Start of Data for this task

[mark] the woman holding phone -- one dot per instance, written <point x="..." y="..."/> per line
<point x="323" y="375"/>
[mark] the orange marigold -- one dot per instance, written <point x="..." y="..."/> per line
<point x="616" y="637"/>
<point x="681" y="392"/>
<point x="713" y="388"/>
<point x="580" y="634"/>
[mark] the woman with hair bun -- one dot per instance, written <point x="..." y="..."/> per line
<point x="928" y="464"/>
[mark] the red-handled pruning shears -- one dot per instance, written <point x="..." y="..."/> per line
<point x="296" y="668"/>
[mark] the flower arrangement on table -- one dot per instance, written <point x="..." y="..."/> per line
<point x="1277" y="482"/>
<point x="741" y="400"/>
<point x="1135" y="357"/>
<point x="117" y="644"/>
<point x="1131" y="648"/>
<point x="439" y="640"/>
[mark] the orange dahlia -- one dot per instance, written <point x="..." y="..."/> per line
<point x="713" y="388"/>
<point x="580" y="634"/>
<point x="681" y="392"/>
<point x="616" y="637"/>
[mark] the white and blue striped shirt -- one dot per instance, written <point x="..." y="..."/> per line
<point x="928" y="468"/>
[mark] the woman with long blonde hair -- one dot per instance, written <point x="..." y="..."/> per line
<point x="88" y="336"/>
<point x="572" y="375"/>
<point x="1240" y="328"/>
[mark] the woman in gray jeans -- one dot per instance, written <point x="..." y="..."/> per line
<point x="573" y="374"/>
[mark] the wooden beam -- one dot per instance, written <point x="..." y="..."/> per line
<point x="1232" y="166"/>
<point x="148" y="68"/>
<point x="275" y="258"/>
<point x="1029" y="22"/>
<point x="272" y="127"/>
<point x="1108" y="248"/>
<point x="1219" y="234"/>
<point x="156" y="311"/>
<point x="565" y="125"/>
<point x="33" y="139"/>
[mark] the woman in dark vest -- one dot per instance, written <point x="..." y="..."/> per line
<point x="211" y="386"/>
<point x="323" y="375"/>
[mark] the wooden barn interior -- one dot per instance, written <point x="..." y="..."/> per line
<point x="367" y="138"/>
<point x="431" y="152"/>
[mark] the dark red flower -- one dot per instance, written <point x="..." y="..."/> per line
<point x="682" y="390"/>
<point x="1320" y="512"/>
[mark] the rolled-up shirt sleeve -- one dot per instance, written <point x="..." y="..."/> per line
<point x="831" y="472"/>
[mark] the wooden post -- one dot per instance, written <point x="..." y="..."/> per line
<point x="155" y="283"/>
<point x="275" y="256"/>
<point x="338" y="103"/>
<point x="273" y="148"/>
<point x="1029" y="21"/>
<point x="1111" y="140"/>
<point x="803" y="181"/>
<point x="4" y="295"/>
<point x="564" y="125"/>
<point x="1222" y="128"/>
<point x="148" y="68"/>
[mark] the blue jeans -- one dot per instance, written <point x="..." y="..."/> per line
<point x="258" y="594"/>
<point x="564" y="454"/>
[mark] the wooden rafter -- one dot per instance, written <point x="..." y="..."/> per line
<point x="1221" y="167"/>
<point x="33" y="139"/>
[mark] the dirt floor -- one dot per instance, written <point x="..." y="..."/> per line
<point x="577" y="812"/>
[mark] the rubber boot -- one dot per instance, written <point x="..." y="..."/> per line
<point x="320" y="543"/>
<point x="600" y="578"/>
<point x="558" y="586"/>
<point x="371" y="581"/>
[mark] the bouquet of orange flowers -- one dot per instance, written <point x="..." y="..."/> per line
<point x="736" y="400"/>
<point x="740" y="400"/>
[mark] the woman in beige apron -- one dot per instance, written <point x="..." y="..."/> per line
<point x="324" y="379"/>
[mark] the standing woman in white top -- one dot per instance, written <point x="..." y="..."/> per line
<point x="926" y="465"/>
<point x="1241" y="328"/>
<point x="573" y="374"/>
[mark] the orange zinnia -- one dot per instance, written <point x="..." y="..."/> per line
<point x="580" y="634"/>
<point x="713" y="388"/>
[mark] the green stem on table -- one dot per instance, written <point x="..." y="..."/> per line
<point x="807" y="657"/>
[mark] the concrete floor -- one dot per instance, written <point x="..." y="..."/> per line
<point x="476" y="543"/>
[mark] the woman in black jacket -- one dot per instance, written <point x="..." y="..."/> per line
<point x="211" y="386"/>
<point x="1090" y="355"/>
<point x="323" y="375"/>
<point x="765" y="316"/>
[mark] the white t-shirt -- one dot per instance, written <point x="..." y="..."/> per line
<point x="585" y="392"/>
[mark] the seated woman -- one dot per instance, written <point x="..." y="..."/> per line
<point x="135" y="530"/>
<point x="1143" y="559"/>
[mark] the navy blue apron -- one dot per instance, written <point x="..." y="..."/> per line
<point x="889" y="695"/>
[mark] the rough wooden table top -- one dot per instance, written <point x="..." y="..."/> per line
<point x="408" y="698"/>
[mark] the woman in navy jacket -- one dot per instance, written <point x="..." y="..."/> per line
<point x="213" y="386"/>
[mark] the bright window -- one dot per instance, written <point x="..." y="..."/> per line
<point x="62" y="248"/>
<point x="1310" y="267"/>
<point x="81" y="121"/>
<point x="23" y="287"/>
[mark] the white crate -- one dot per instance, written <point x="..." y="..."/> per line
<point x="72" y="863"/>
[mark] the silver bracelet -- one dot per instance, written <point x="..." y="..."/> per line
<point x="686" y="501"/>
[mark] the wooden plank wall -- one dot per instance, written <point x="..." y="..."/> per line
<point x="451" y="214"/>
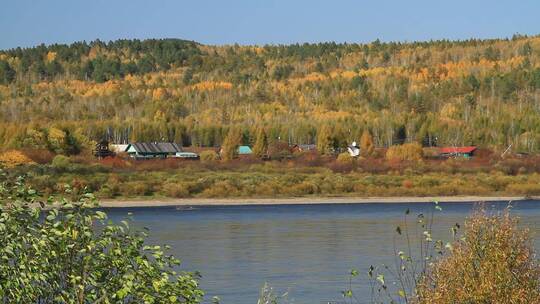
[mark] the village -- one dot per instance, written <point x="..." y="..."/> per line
<point x="168" y="150"/>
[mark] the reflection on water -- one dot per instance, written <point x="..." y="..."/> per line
<point x="306" y="250"/>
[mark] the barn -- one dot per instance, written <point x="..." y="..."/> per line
<point x="465" y="152"/>
<point x="153" y="150"/>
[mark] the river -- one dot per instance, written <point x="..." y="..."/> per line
<point x="305" y="251"/>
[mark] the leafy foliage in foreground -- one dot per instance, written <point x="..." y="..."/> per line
<point x="70" y="254"/>
<point x="493" y="263"/>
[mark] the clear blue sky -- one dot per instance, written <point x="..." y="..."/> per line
<point x="30" y="22"/>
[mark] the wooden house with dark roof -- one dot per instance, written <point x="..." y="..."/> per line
<point x="153" y="150"/>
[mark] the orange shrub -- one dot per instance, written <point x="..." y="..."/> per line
<point x="494" y="263"/>
<point x="405" y="152"/>
<point x="13" y="158"/>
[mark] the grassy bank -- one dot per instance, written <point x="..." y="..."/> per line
<point x="117" y="178"/>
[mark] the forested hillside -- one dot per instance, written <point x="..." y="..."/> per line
<point x="474" y="92"/>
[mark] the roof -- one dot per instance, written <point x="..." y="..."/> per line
<point x="244" y="150"/>
<point x="450" y="150"/>
<point x="306" y="146"/>
<point x="119" y="147"/>
<point x="162" y="147"/>
<point x="186" y="154"/>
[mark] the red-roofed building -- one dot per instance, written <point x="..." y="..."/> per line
<point x="457" y="151"/>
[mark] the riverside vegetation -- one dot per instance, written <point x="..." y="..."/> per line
<point x="62" y="250"/>
<point x="303" y="175"/>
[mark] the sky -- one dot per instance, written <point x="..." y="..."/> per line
<point x="28" y="23"/>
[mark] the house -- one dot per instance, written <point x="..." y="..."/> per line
<point x="244" y="150"/>
<point x="102" y="150"/>
<point x="303" y="148"/>
<point x="465" y="152"/>
<point x="186" y="155"/>
<point x="153" y="150"/>
<point x="353" y="149"/>
<point x="118" y="148"/>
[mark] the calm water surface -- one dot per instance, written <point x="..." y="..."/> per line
<point x="305" y="250"/>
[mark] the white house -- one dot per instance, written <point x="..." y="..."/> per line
<point x="118" y="148"/>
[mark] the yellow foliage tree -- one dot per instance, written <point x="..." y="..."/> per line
<point x="366" y="144"/>
<point x="12" y="158"/>
<point x="229" y="149"/>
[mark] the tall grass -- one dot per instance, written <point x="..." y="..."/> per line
<point x="493" y="261"/>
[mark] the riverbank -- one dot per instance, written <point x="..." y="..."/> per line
<point x="163" y="202"/>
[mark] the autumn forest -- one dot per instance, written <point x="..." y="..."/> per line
<point x="472" y="92"/>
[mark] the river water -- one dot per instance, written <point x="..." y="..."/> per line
<point x="303" y="251"/>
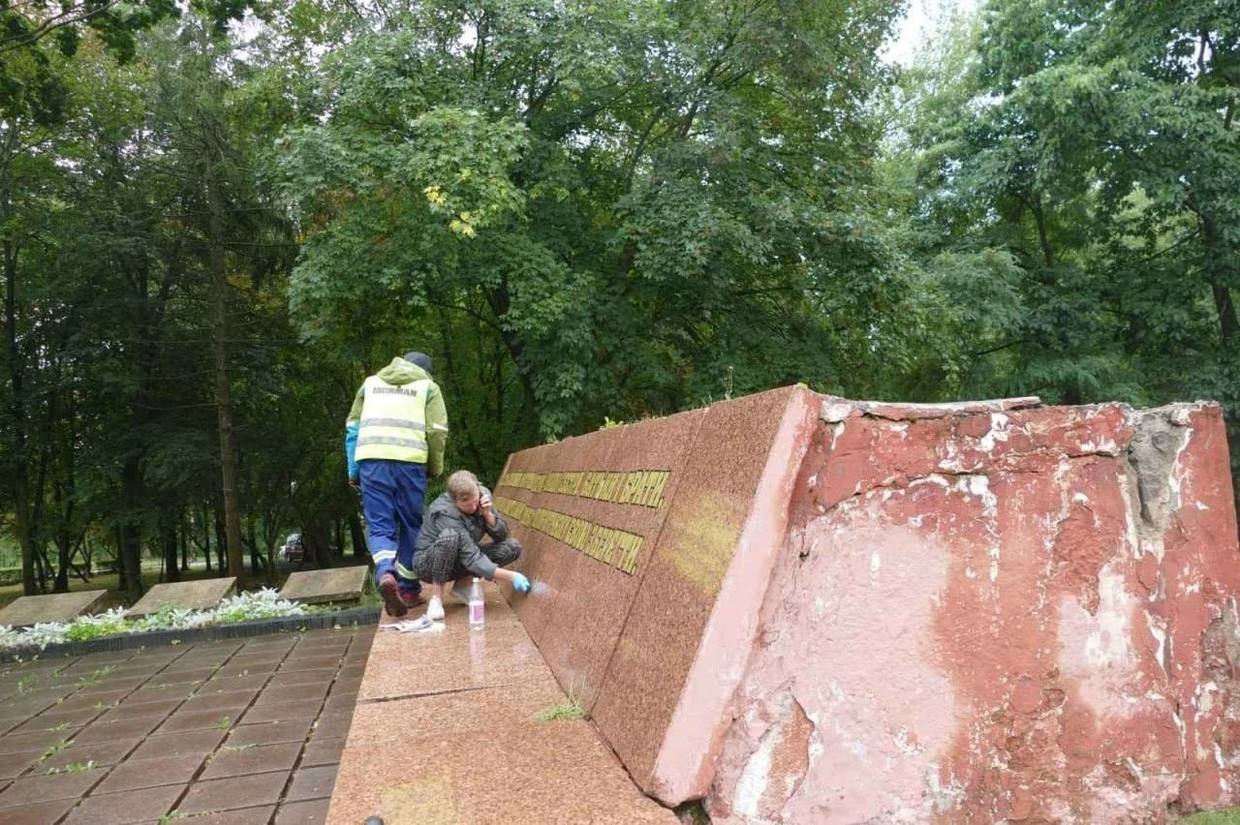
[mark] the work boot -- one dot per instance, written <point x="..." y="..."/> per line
<point x="391" y="593"/>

End of Data for this task

Problem to solve: Repeat the data word for word from the line containing "[mark] the tall" through the last line, including both ends. Leave the pictures out.

Completed task:
[mark] the tall grass -- one dot per instance, written <point x="..." y="..."/> per line
<point x="493" y="261"/>
[mark] the riverbank -- one dot per instance, written <point x="..." y="..."/> per line
<point x="163" y="202"/>
[mark] the autumn forest -- one dot per instance, written <point x="..." y="..."/> per line
<point x="472" y="92"/>
[mark] the river water -- one dot per instance, written <point x="..." y="..."/> per line
<point x="303" y="251"/>
[mark] the work boot -- one dot per instance, written <point x="..." y="..."/> per line
<point x="391" y="593"/>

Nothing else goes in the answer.